■ Your objective
Every line below between the line holding "query (the noun phrase to segment): child's" and the line holding "query (the noun phrase to segment): **man", inclusive, should be repeated exactly, and all other lines omitted.

■ Extracted entries
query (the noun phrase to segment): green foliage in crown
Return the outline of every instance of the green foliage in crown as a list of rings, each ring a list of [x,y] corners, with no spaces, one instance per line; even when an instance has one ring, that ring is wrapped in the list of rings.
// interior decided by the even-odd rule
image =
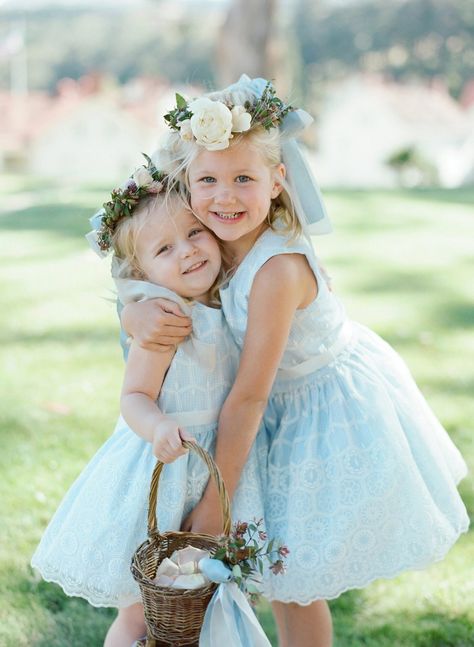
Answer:
[[[193,113],[188,108],[186,99],[176,92],[176,108],[164,115],[164,120],[172,130],[179,130],[181,123],[191,119]]]
[[[250,101],[246,101],[244,107],[252,115],[252,124],[260,124],[265,130],[278,128],[283,118],[294,110],[292,106],[285,105],[276,96],[276,90],[271,81],[268,81],[262,96],[253,105]]]
[[[166,186],[166,175],[155,167],[148,155],[143,153],[143,156],[147,164],[139,166],[123,186],[112,191],[110,200],[104,202],[102,222],[97,232],[97,244],[104,252],[111,247],[118,223],[133,215],[142,198],[160,193]]]

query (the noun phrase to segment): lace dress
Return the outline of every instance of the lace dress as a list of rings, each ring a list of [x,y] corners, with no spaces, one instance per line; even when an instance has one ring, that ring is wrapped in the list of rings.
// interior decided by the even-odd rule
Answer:
[[[165,297],[192,317],[193,334],[171,362],[160,408],[213,451],[220,407],[230,390],[238,349],[222,311],[194,303],[143,281],[117,280],[122,302]],[[128,606],[140,600],[130,573],[132,555],[147,536],[148,493],[156,459],[151,445],[119,418],[113,435],[67,492],[31,560],[43,578],[94,606]],[[192,452],[166,465],[157,504],[160,530],[179,530],[201,498],[205,464]],[[255,451],[233,500],[235,519],[263,516]]]
[[[306,256],[319,292],[295,314],[257,435],[266,529],[291,551],[265,591],[308,604],[442,559],[468,528],[466,465],[402,359],[347,318],[305,239],[266,230],[221,290],[239,348],[255,274],[287,253]]]

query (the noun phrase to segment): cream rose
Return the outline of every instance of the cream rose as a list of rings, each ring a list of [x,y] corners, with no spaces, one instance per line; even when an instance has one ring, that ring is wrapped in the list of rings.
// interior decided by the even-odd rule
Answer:
[[[191,119],[185,119],[180,123],[179,136],[185,142],[190,142],[193,139],[193,129],[191,128]]]
[[[229,146],[232,113],[226,105],[203,97],[192,101],[188,108],[193,113],[191,129],[200,146],[208,151],[218,151]]]
[[[141,186],[151,186],[154,182],[150,171],[148,171],[144,166],[137,168],[132,179],[138,188]]]
[[[233,133],[243,133],[250,128],[252,115],[245,110],[244,106],[234,106],[231,113]]]

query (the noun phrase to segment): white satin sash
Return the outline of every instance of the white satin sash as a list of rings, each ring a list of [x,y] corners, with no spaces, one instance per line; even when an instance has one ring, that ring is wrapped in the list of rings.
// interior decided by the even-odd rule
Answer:
[[[167,411],[166,415],[178,423],[180,427],[217,424],[220,409],[204,409],[202,411]]]
[[[334,362],[336,357],[342,353],[346,348],[347,344],[351,341],[353,337],[352,325],[349,321],[346,321],[336,338],[336,340],[326,348],[323,352],[310,357],[301,364],[296,364],[296,366],[290,366],[288,368],[279,368],[278,377],[282,378],[292,378],[292,377],[301,377],[303,375],[309,375],[314,373],[320,368],[327,366],[331,362]]]

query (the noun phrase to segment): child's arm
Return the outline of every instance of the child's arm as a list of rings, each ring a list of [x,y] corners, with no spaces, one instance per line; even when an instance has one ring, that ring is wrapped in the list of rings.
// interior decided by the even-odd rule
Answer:
[[[272,257],[257,273],[249,297],[247,332],[237,377],[219,417],[216,462],[232,497],[257,434],[295,311],[317,294],[304,256]],[[222,530],[217,495],[208,487],[183,529]]]
[[[142,348],[163,351],[175,347],[192,330],[191,319],[168,299],[127,304],[120,315],[124,330]]]
[[[164,463],[171,463],[186,453],[182,440],[193,440],[156,404],[174,352],[174,349],[168,349],[156,353],[133,342],[120,399],[127,424],[137,435],[153,444],[154,455]]]

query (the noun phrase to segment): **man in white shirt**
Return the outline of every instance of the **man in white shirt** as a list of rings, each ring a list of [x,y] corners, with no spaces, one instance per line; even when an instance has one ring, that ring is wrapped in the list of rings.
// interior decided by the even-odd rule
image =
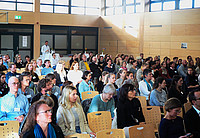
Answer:
[[[56,65],[58,64],[59,59],[56,57],[56,54],[53,53],[52,54],[52,58],[51,58],[51,66],[53,69],[56,69]]]
[[[50,54],[50,48],[48,46],[48,41],[45,41],[45,45],[42,46],[41,52],[42,52],[42,56],[44,59],[47,54]]]

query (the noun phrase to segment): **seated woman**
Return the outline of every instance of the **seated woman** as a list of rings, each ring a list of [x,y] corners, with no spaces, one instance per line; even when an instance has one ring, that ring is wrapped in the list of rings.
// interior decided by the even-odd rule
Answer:
[[[56,85],[62,85],[67,80],[67,73],[65,71],[65,66],[62,61],[59,61],[56,65],[56,70],[54,72],[56,76]],[[59,81],[57,81],[59,80]]]
[[[169,76],[169,71],[167,70],[167,64],[165,61],[161,63],[161,68],[159,69],[159,76],[163,77],[164,79],[171,79]]]
[[[70,67],[70,70],[67,74],[67,78],[69,81],[73,82],[73,85],[76,86],[78,83],[82,81],[81,77],[83,76],[83,72],[79,70],[79,64],[77,61],[74,61]]]
[[[33,81],[34,83],[36,83],[36,82],[39,81],[38,75],[33,71],[33,63],[32,63],[32,62],[26,64],[25,71],[31,73],[32,81]]]
[[[52,108],[39,100],[29,108],[22,138],[64,138],[59,126],[51,123]]]
[[[9,91],[8,84],[6,83],[6,74],[0,73],[0,97],[6,95]]]
[[[175,97],[181,101],[181,104],[187,102],[187,93],[182,90],[183,79],[180,75],[174,75],[172,84],[167,93],[167,98]]]
[[[80,98],[82,99],[81,93],[86,91],[95,91],[93,83],[90,81],[92,75],[89,71],[83,73],[82,82],[79,84],[78,89]]]
[[[88,127],[85,114],[77,103],[77,91],[73,86],[66,86],[59,98],[57,110],[57,124],[65,136],[75,133],[89,133],[95,135]]]
[[[104,71],[108,71],[109,73],[115,73],[115,66],[114,64],[112,64],[112,59],[107,59],[106,63],[107,65],[104,67]]]
[[[101,77],[99,79],[99,82],[95,85],[95,89],[99,92],[103,92],[103,87],[105,86],[105,80],[106,80],[106,75],[109,73],[107,71],[103,71],[101,74]]]
[[[126,79],[126,70],[120,69],[117,73],[117,80],[115,81],[115,84],[118,88],[122,87],[122,84],[124,83],[124,80]]]
[[[151,106],[164,106],[167,101],[167,93],[164,90],[166,88],[166,81],[162,77],[156,78],[154,83],[154,89],[150,94],[150,105]]]
[[[177,116],[181,112],[181,102],[177,98],[170,98],[165,103],[167,111],[159,126],[160,138],[187,138],[183,119]]]
[[[132,84],[124,84],[120,89],[117,104],[117,127],[124,128],[145,122],[140,101],[135,97]]]
[[[33,71],[38,75],[41,76],[41,69],[37,67],[37,62],[35,59],[31,60],[31,63],[33,64]]]
[[[3,65],[3,58],[0,58],[0,71],[7,70],[6,66]]]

■ Reply
query (the noun phrase to segment): child's arm
Return the outline of every instance of the child's arm as a list of rings, each ring a list of [x,y] corners, with no spaces, one instance per line; even when an instance has one ring, that ring is wrapped in the list of rings.
// interior decided by the even-odd rule
Answer:
[[[272,257],[257,273],[249,297],[247,332],[237,377],[219,417],[216,462],[232,497],[257,434],[295,311],[317,294],[304,256]],[[222,530],[217,495],[208,487],[183,529]]]
[[[142,348],[163,351],[175,347],[192,330],[191,319],[168,299],[127,304],[120,315],[124,330]]]
[[[164,463],[171,463],[186,453],[182,440],[193,440],[156,404],[174,352],[174,349],[168,349],[156,353],[133,342],[120,399],[127,424],[137,435],[153,444],[154,455]]]

query (the noun phrase to segment): **man in white shirt**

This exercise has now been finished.